## Work order
Continue the news article about the Diversity in Health Care symposium, picking up after its last paragraph.

START Passage

Diversity in Health Care event advocates for equity

Photo by Kim Bongard

Over 300 students and faculty visited Trustees Pavilion for an all-day symposium called Diversity in Health Care and Human Services II.

The symposium is supported by the Undergraduate International Studies and Foreign Language federal grant that Ramapo received last year to enhance the Certificate in Spanish for Health Care and Human Services Professionals. 

The symposium began at 9:30 a.m. with a welcome by Cathy Davey, Vice President for Institutional Advancement and Executive Director/Ex-Officio of the Ramapo College Foundation and Natalia Santamaria Laorden, Associate Professor of Spanish and Projector Investigator of the UISFL federal grant.

The first panel titled the Economic Advantage of a Diversity Approach in Health Care and Human Services, featured Allison Banks-Moore, CDO at Horizon BCBSNJ, Oscar Holmes IV, Professor of Management at Rutgers University, and Quincy Bloxom, Director of Operations for the Anti- Poverty Network of NJ.

According to Holmes’ professional research, there are mixed results about whether increasing diversity in a company leads to an increase in profit. With a mix of positive, negative and neutral results, Holmes said this complicates how business leaders approach diversity.

“Do we want to be that type of people where we are looking at people in terms of dollars and cents…what’s the story we’re going to tell people?” Oscar Holmes asked.

END Passage
START Dataset content

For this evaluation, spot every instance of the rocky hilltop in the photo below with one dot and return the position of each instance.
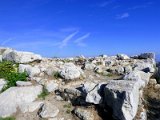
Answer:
(97, 88)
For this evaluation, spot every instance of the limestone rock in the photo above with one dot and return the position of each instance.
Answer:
(89, 66)
(51, 85)
(31, 71)
(84, 114)
(94, 92)
(30, 107)
(22, 83)
(140, 76)
(12, 98)
(0, 58)
(147, 55)
(122, 57)
(123, 97)
(49, 110)
(146, 66)
(2, 83)
(70, 72)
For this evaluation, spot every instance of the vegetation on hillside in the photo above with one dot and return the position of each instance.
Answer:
(9, 71)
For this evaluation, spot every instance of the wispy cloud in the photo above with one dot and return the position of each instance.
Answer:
(67, 39)
(69, 29)
(105, 3)
(6, 41)
(122, 16)
(141, 6)
(79, 41)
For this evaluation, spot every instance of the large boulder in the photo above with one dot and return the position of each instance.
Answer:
(14, 97)
(2, 83)
(122, 57)
(84, 114)
(51, 85)
(89, 66)
(49, 110)
(123, 97)
(0, 58)
(30, 107)
(70, 71)
(94, 92)
(147, 55)
(140, 76)
(31, 71)
(146, 66)
(20, 57)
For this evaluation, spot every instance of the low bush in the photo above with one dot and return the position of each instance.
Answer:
(56, 75)
(6, 67)
(7, 118)
(44, 93)
(13, 77)
(8, 71)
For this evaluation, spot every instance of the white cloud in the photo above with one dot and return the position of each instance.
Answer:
(79, 41)
(104, 4)
(67, 39)
(6, 41)
(122, 16)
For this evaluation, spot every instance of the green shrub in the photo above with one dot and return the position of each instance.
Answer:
(6, 67)
(13, 77)
(8, 71)
(67, 105)
(44, 93)
(56, 75)
(68, 111)
(8, 118)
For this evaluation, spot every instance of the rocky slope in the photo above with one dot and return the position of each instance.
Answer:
(98, 88)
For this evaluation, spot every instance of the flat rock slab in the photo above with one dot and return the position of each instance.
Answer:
(14, 97)
(84, 114)
(123, 97)
(49, 110)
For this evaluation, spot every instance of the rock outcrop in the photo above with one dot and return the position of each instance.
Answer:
(14, 97)
(106, 87)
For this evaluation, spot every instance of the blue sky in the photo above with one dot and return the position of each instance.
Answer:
(74, 27)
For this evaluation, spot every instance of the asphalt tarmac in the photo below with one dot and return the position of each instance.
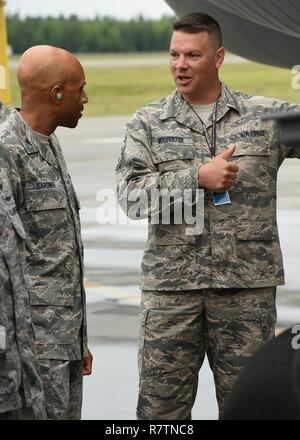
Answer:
(113, 255)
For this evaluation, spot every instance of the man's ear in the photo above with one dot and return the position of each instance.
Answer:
(219, 57)
(57, 94)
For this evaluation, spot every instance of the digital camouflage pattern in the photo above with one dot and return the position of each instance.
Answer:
(62, 382)
(4, 112)
(239, 246)
(49, 209)
(20, 383)
(177, 329)
(212, 292)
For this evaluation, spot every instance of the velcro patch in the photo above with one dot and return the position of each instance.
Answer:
(33, 186)
(170, 139)
(247, 134)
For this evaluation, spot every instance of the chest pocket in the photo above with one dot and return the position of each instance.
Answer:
(41, 200)
(253, 159)
(173, 155)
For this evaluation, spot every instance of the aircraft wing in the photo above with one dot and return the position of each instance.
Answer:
(265, 31)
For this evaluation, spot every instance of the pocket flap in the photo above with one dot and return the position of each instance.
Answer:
(44, 200)
(170, 152)
(249, 149)
(255, 231)
(52, 294)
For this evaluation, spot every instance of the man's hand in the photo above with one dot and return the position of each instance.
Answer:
(218, 175)
(87, 364)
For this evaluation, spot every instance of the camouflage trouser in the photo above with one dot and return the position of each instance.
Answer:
(178, 328)
(19, 414)
(62, 381)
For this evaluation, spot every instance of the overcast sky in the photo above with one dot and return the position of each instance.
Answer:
(89, 8)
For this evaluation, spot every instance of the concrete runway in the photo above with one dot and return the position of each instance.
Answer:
(112, 259)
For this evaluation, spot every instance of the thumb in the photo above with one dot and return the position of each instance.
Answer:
(228, 153)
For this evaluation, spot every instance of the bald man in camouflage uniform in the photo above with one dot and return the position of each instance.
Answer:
(212, 292)
(4, 112)
(52, 91)
(21, 392)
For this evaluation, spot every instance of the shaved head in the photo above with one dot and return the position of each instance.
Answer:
(52, 84)
(41, 67)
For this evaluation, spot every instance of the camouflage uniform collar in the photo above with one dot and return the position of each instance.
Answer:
(176, 107)
(30, 139)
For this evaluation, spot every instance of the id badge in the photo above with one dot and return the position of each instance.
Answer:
(221, 198)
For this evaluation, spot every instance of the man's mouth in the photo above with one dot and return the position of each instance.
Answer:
(184, 79)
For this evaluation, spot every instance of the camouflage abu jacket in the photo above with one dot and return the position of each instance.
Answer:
(49, 210)
(18, 365)
(239, 246)
(4, 112)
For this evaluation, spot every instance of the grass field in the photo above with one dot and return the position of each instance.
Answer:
(120, 90)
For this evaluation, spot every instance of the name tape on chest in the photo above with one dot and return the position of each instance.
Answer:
(36, 186)
(170, 139)
(247, 134)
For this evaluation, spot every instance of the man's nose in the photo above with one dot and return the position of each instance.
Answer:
(85, 98)
(181, 63)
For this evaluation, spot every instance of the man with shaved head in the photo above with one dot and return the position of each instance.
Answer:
(4, 112)
(52, 94)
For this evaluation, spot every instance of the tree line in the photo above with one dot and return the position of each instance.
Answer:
(98, 35)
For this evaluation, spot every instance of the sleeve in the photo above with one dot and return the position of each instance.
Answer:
(286, 151)
(8, 164)
(138, 176)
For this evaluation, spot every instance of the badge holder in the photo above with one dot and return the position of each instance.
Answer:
(222, 198)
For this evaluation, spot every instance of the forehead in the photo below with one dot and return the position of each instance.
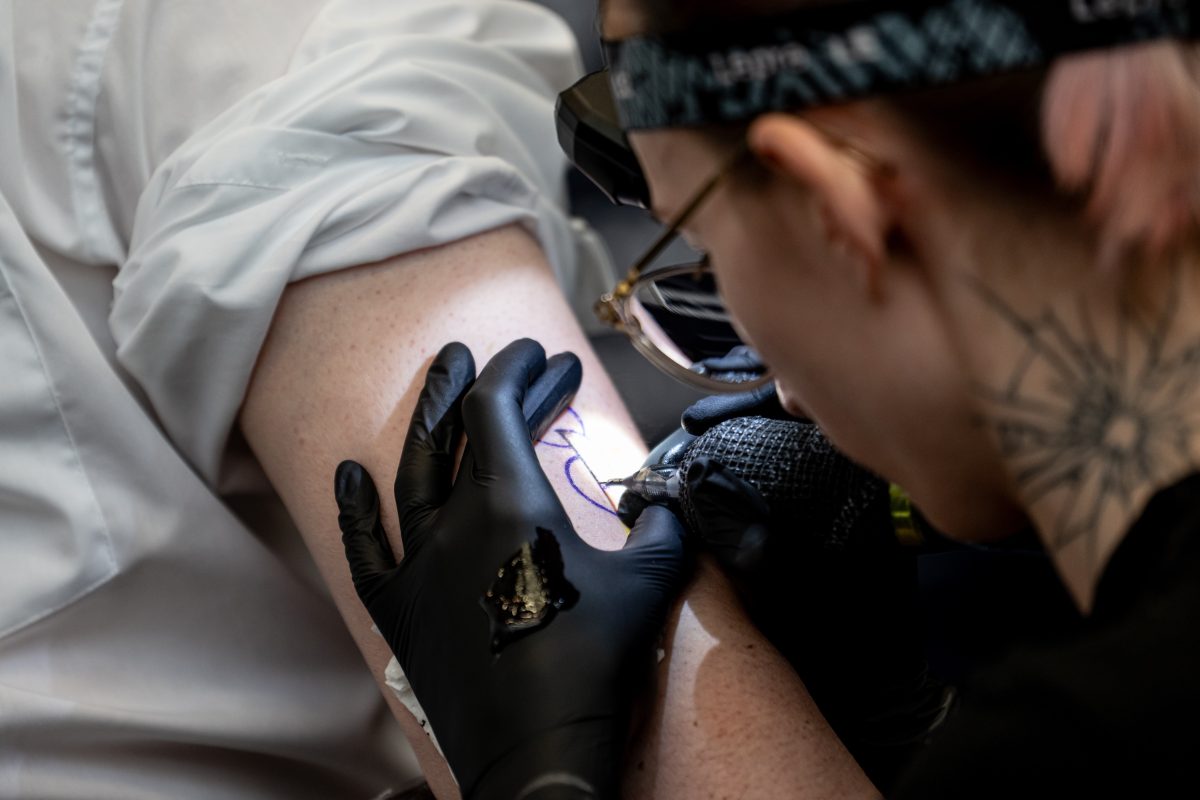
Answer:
(623, 18)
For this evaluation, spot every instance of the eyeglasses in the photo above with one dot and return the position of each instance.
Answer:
(675, 317)
(672, 314)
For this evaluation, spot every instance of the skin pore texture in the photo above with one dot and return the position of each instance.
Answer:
(339, 378)
(949, 328)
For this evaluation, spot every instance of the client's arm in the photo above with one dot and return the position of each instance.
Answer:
(339, 378)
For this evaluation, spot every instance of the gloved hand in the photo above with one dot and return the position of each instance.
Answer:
(819, 567)
(525, 645)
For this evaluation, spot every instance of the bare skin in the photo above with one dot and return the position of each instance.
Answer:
(337, 379)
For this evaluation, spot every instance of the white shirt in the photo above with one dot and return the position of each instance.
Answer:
(166, 170)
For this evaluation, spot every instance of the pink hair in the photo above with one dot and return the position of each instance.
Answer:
(1122, 127)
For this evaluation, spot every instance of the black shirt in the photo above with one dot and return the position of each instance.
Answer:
(1113, 708)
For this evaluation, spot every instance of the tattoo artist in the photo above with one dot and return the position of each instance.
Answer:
(985, 290)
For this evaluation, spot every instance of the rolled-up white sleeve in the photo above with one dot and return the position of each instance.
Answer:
(396, 126)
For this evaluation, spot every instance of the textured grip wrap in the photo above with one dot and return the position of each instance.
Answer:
(805, 481)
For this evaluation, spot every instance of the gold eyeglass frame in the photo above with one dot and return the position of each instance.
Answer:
(613, 307)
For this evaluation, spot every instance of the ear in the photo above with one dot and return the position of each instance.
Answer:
(853, 206)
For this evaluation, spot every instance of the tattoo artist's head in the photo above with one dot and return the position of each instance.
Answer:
(870, 250)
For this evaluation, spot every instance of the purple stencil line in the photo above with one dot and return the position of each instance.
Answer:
(582, 431)
(570, 479)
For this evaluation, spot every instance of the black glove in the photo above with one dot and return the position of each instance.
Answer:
(816, 561)
(525, 645)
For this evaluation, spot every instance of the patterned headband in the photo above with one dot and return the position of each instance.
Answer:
(733, 71)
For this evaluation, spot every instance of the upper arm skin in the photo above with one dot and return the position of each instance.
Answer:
(337, 379)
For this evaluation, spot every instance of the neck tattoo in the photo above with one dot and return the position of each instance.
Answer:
(1092, 420)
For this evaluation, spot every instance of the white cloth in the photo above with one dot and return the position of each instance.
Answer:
(166, 170)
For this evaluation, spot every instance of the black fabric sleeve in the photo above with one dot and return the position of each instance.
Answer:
(1113, 709)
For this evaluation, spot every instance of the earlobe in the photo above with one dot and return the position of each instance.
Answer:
(852, 210)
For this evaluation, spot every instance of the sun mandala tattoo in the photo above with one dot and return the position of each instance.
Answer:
(1087, 420)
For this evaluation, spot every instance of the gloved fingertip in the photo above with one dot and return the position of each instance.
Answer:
(657, 527)
(351, 483)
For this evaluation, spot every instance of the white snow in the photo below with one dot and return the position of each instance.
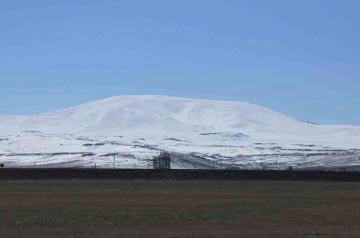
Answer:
(140, 125)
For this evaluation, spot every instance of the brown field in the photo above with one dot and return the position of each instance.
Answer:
(178, 209)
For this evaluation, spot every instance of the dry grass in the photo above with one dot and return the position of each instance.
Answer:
(178, 209)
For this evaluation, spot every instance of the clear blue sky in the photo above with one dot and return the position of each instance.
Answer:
(300, 58)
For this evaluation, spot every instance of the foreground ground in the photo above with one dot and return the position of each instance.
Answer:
(178, 209)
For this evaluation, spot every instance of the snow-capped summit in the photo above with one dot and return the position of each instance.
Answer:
(139, 125)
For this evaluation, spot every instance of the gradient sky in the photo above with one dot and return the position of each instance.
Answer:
(300, 58)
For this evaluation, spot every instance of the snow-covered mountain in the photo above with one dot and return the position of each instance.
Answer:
(205, 132)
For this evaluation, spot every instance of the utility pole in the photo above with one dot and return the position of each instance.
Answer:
(114, 161)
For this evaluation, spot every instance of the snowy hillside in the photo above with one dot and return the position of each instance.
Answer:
(201, 132)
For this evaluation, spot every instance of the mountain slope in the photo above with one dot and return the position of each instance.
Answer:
(158, 113)
(209, 131)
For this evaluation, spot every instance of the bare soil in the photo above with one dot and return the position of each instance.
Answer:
(178, 209)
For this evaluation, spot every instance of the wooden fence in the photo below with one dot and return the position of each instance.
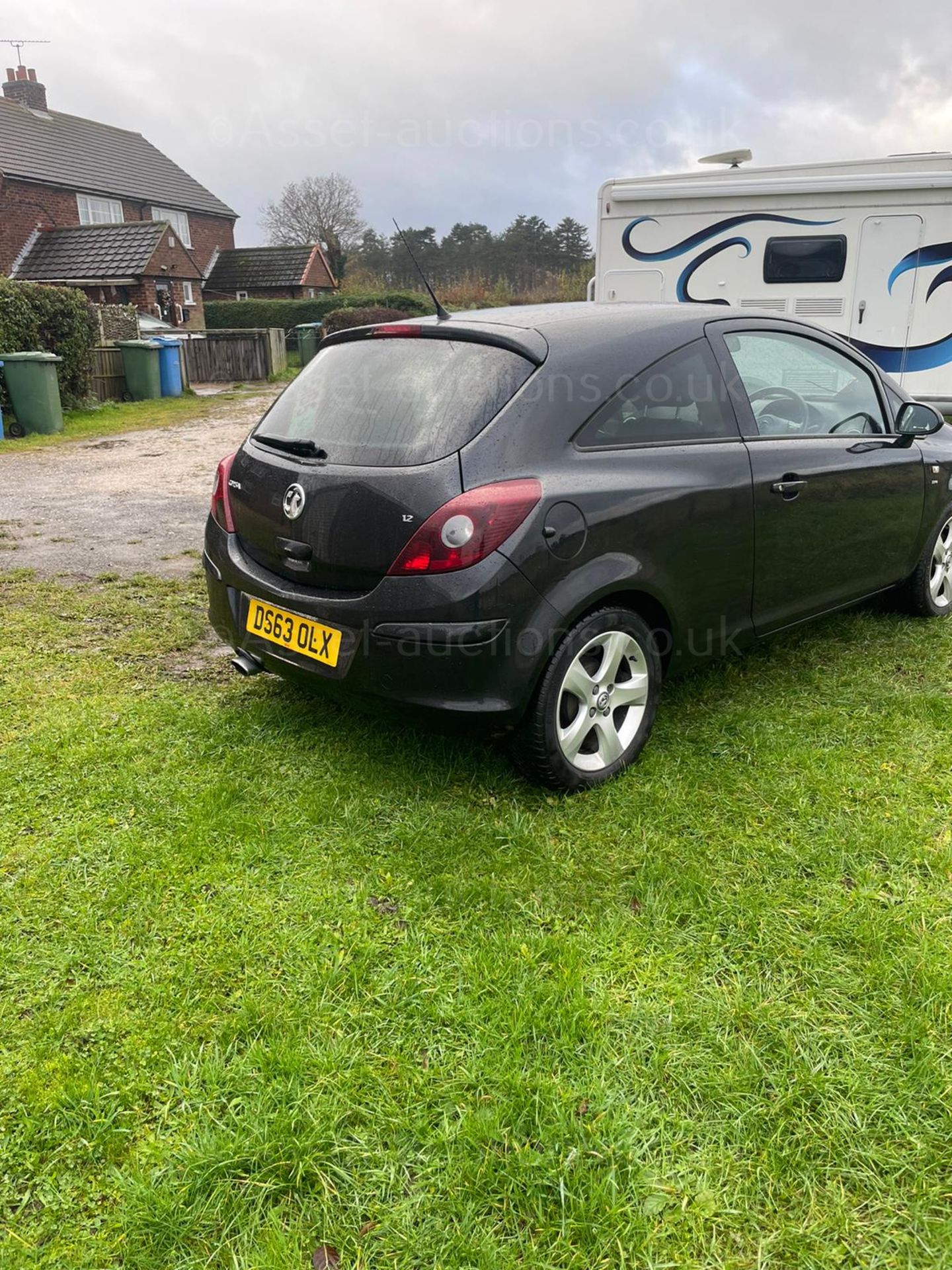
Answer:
(108, 378)
(219, 357)
(235, 356)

END Dataset content

## Response to this task
Holmes observed the disparities in the healthcare system firsthand when attending one of his mother’s doctor appointments. As an educated scholar with a Ph.D., he noticed severe differences in how the hospital staff interacted with his mother, an older black woman. 

“Just seeing how practitioners worked with her or treated her or talked to her was much different than when I started talking to them. There was an immediate change,” he said.

“So my point with healthcare and diversity and a human approach is I shouldn’t have to come from New Jersey to Virginia so that my mother can get equitable healthcare treatment. None of us should do this.”

Holmes acknowledged the strides hospitals have made to increase diversity among their staff, but he said there should not have to be people of color working as physicians and nurses in a hospital in order for people of color to receive adequate healthcare treatment.

“You shouldn’t have to have an African-American physician to get adequate healthcare. Every physician should give everyone superb healthcare coverage,” he said.

Following the first panel, keynote speaker Dorothy Roberts delivered a talk titled, “Race, Medicine, and Justice.” Roberts, a professor of Africana Studies and Director of the Program on Race, Science and Society at the University of Pennsylvania, has published over 100 essays and her TED Talk titled “The problem with race-based medicine” has over one million views.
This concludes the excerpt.